* Work to be completed
All entries must be transcribed without a single difference.

* Source data
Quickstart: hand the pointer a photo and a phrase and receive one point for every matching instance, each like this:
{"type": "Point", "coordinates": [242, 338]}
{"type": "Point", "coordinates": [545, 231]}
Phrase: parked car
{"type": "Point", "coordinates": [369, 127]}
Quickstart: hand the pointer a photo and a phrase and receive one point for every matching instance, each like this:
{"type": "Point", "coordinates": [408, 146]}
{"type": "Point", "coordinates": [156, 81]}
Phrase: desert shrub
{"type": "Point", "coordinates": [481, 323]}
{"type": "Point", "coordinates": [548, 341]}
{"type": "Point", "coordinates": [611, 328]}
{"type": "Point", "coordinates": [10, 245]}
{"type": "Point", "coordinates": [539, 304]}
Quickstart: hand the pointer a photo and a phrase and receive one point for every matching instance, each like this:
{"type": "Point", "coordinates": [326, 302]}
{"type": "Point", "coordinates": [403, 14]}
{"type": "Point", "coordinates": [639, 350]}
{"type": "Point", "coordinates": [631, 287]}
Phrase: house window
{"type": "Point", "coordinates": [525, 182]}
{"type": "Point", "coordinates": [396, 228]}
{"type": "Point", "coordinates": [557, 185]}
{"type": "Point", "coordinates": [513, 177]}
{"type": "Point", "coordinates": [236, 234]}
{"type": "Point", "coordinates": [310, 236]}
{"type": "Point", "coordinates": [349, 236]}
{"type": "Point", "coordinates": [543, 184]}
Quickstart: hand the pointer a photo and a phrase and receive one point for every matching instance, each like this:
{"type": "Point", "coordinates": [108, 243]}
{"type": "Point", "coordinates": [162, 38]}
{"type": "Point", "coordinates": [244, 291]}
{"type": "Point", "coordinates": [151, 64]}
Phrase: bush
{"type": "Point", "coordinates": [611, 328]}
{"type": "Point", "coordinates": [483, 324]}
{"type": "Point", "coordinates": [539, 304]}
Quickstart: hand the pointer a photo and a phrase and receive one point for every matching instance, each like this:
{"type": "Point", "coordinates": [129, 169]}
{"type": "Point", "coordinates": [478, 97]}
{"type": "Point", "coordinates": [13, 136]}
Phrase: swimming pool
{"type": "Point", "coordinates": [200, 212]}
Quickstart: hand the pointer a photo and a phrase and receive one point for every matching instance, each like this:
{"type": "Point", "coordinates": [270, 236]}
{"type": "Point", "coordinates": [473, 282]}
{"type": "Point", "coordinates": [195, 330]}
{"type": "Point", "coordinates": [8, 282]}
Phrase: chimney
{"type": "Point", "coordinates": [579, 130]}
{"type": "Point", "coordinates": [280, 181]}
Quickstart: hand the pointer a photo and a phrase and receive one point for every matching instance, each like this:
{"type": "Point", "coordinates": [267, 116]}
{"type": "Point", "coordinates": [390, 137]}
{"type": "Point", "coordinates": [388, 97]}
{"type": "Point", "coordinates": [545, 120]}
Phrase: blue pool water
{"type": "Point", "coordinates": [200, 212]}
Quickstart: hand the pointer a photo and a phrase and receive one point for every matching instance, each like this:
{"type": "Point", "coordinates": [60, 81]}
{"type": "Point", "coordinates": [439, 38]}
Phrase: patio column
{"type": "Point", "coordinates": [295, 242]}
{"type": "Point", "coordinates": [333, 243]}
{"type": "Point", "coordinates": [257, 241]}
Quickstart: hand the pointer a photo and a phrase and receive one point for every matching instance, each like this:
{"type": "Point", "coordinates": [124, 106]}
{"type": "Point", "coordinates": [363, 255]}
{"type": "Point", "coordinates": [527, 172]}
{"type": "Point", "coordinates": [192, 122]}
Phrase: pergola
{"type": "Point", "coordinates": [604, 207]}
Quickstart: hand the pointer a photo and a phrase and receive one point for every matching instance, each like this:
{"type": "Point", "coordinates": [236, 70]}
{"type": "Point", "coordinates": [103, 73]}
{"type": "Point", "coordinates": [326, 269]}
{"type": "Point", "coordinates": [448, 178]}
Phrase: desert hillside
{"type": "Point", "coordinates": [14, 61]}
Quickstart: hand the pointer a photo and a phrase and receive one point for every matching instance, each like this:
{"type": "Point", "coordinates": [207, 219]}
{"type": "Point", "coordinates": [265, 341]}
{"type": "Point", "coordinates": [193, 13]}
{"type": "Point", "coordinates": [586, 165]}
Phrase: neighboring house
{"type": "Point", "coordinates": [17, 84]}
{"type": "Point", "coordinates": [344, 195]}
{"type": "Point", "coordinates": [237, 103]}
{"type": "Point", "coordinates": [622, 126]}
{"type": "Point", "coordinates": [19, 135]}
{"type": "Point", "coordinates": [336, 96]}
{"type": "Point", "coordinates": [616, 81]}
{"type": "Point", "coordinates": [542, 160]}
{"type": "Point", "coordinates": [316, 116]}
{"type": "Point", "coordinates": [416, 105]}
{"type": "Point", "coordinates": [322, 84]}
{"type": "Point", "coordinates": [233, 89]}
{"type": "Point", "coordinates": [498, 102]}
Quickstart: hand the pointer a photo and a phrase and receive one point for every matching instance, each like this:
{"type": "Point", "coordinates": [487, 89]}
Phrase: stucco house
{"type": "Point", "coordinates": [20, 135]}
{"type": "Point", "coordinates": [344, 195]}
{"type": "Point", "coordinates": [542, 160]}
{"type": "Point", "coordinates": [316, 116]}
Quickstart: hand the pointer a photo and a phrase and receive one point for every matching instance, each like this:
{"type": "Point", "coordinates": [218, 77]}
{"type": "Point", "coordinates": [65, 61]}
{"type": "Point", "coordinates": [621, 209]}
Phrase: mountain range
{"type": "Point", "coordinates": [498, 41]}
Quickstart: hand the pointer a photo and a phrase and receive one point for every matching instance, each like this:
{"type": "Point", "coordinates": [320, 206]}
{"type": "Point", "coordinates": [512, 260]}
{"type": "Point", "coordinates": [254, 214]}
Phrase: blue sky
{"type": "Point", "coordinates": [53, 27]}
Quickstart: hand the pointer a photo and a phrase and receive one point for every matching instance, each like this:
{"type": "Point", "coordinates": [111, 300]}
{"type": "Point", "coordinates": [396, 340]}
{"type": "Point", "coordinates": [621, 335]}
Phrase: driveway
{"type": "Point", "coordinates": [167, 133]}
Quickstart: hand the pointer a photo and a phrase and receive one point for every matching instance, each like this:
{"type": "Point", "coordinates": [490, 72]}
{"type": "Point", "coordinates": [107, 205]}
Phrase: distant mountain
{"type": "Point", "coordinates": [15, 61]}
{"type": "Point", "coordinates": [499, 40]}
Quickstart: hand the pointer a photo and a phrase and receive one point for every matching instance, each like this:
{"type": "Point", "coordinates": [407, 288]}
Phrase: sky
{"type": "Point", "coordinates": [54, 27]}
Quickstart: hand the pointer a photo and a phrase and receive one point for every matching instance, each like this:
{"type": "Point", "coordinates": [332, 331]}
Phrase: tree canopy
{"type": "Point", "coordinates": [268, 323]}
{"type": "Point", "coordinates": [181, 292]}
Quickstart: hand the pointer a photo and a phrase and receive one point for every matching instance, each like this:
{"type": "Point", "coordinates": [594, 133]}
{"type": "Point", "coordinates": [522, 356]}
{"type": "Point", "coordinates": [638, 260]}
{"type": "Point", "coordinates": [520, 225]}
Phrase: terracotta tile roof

* Result of this exercise
Quickstart: hand the pointer a photo and a phrase and receive one point for every matching instance, each like this:
{"type": "Point", "coordinates": [242, 338]}
{"type": "Point", "coordinates": [545, 231]}
Phrase: parked car
{"type": "Point", "coordinates": [369, 127]}
Quickstart: hand the pointer a photo and a phrase and receive one point for every matching instance, each like this:
{"type": "Point", "coordinates": [408, 146]}
{"type": "Point", "coordinates": [156, 81]}
Phrase: desert shrub
{"type": "Point", "coordinates": [481, 323]}
{"type": "Point", "coordinates": [548, 341]}
{"type": "Point", "coordinates": [611, 328]}
{"type": "Point", "coordinates": [10, 245]}
{"type": "Point", "coordinates": [539, 304]}
Quickstart: hand the pointer a photo and a phrase and receive one point for every matching instance, each like this:
{"type": "Point", "coordinates": [326, 302]}
{"type": "Point", "coordinates": [403, 14]}
{"type": "Point", "coordinates": [639, 350]}
{"type": "Point", "coordinates": [631, 287]}
Phrase: house window
{"type": "Point", "coordinates": [525, 182]}
{"type": "Point", "coordinates": [396, 228]}
{"type": "Point", "coordinates": [557, 185]}
{"type": "Point", "coordinates": [513, 177]}
{"type": "Point", "coordinates": [236, 234]}
{"type": "Point", "coordinates": [310, 236]}
{"type": "Point", "coordinates": [349, 236]}
{"type": "Point", "coordinates": [543, 184]}
Quickstart: hand the pointer a photo and a phrase and receive one point for every matching instance, each like this:
{"type": "Point", "coordinates": [108, 243]}
{"type": "Point", "coordinates": [162, 38]}
{"type": "Point", "coordinates": [244, 291]}
{"type": "Point", "coordinates": [151, 64]}
Phrase: bush
{"type": "Point", "coordinates": [611, 328]}
{"type": "Point", "coordinates": [483, 324]}
{"type": "Point", "coordinates": [539, 304]}
Quickstart: hand the pointer a photo and a phrase and receive one point for every matching instance, each like this:
{"type": "Point", "coordinates": [129, 169]}
{"type": "Point", "coordinates": [478, 97]}
{"type": "Point", "coordinates": [13, 136]}
Phrase: swimming pool
{"type": "Point", "coordinates": [200, 212]}
Quickstart: hand the pointer a photo and a phrase and receive one point for every matching instance, each like this:
{"type": "Point", "coordinates": [270, 236]}
{"type": "Point", "coordinates": [473, 282]}
{"type": "Point", "coordinates": [195, 330]}
{"type": "Point", "coordinates": [8, 282]}
Phrase: chimney
{"type": "Point", "coordinates": [579, 130]}
{"type": "Point", "coordinates": [280, 181]}
Quickstart: hand the pointer a photo and a phrase and receive one point for every matching instance, each like this:
{"type": "Point", "coordinates": [267, 116]}
{"type": "Point", "coordinates": [390, 137]}
{"type": "Point", "coordinates": [388, 97]}
{"type": "Point", "coordinates": [545, 120]}
Phrase: blue pool water
{"type": "Point", "coordinates": [200, 212]}
Quickstart: hand the pointer a photo and a phrase and receive one point for every matching instance, each like this:
{"type": "Point", "coordinates": [60, 81]}
{"type": "Point", "coordinates": [439, 38]}
Phrase: patio column
{"type": "Point", "coordinates": [295, 242]}
{"type": "Point", "coordinates": [333, 243]}
{"type": "Point", "coordinates": [257, 241]}
Quickstart: hand the pointer a photo and a phrase and receive one point for every matching instance, each like this:
{"type": "Point", "coordinates": [124, 106]}
{"type": "Point", "coordinates": [363, 255]}
{"type": "Point", "coordinates": [527, 172]}
{"type": "Point", "coordinates": [192, 122]}
Phrase: pergola
{"type": "Point", "coordinates": [604, 207]}
Quickstart: hand the pointer a photo and a phrase and receive one point for every matching instance, each like this:
{"type": "Point", "coordinates": [236, 70]}
{"type": "Point", "coordinates": [103, 73]}
{"type": "Point", "coordinates": [326, 269]}
{"type": "Point", "coordinates": [448, 178]}
Phrase: desert hillside
{"type": "Point", "coordinates": [14, 61]}
Quickstart: hand the pointer a photo and a phrase and receive one point for every matching instance, each like this:
{"type": "Point", "coordinates": [207, 219]}
{"type": "Point", "coordinates": [265, 341]}
{"type": "Point", "coordinates": [193, 13]}
{"type": "Point", "coordinates": [586, 165]}
Phrase: neighboring house
{"type": "Point", "coordinates": [17, 84]}
{"type": "Point", "coordinates": [344, 195]}
{"type": "Point", "coordinates": [237, 103]}
{"type": "Point", "coordinates": [622, 126]}
{"type": "Point", "coordinates": [19, 135]}
{"type": "Point", "coordinates": [336, 96]}
{"type": "Point", "coordinates": [616, 81]}
{"type": "Point", "coordinates": [542, 160]}
{"type": "Point", "coordinates": [316, 116]}
{"type": "Point", "coordinates": [416, 105]}
{"type": "Point", "coordinates": [322, 84]}
{"type": "Point", "coordinates": [233, 89]}
{"type": "Point", "coordinates": [498, 102]}
Quickstart: hand the pointer a photo and a phrase and receive one point for every matching instance, each like this:
{"type": "Point", "coordinates": [487, 89]}
Phrase: stucco house
{"type": "Point", "coordinates": [20, 135]}
{"type": "Point", "coordinates": [344, 195]}
{"type": "Point", "coordinates": [542, 160]}
{"type": "Point", "coordinates": [316, 116]}
Quickstart: hand the pointer a photo and a phrase and receive one point for every matching instance, each like this:
{"type": "Point", "coordinates": [218, 77]}
{"type": "Point", "coordinates": [65, 61]}
{"type": "Point", "coordinates": [621, 209]}
Phrase: mountain range
{"type": "Point", "coordinates": [498, 41]}
Quickstart: hand the pointer a photo and a phrase and receive one point for every matching instance, each like this:
{"type": "Point", "coordinates": [320, 206]}
{"type": "Point", "coordinates": [512, 260]}
{"type": "Point", "coordinates": [254, 214]}
Phrase: blue sky
{"type": "Point", "coordinates": [53, 27]}
Quickstart: hand the pointer a photo and a phrase and receive one point for every matching instance, each like this:
{"type": "Point", "coordinates": [111, 300]}
{"type": "Point", "coordinates": [396, 340]}
{"type": "Point", "coordinates": [621, 335]}
Phrase: driveway
{"type": "Point", "coordinates": [167, 133]}
Quickstart: hand the pointer a photo and a phrase and receive one point for every matching instance, each like this:
{"type": "Point", "coordinates": [490, 72]}
{"type": "Point", "coordinates": [107, 205]}
Phrase: distant mountain
{"type": "Point", "coordinates": [15, 61]}
{"type": "Point", "coordinates": [499, 40]}
Quickstart: hand the pointer a photo and a phrase and receive one point for every matching instance, each like this:
{"type": "Point", "coordinates": [407, 288]}
Phrase: sky
{"type": "Point", "coordinates": [54, 27]}
Quickstart: hand the pointer a photo and a phrase and receive one point for every matching instance, each like this:
{"type": "Point", "coordinates": [332, 331]}
Phrase: tree canopy
{"type": "Point", "coordinates": [268, 323]}
{"type": "Point", "coordinates": [181, 292]}
Quickstart: hand the pointer a photo and a phrase and receive one point for every matching instance, each like this:
{"type": "Point", "coordinates": [594, 133]}
{"type": "Point", "coordinates": [522, 356]}
{"type": "Point", "coordinates": [638, 260]}
{"type": "Point", "coordinates": [520, 225]}
Phrase: terracotta tile roof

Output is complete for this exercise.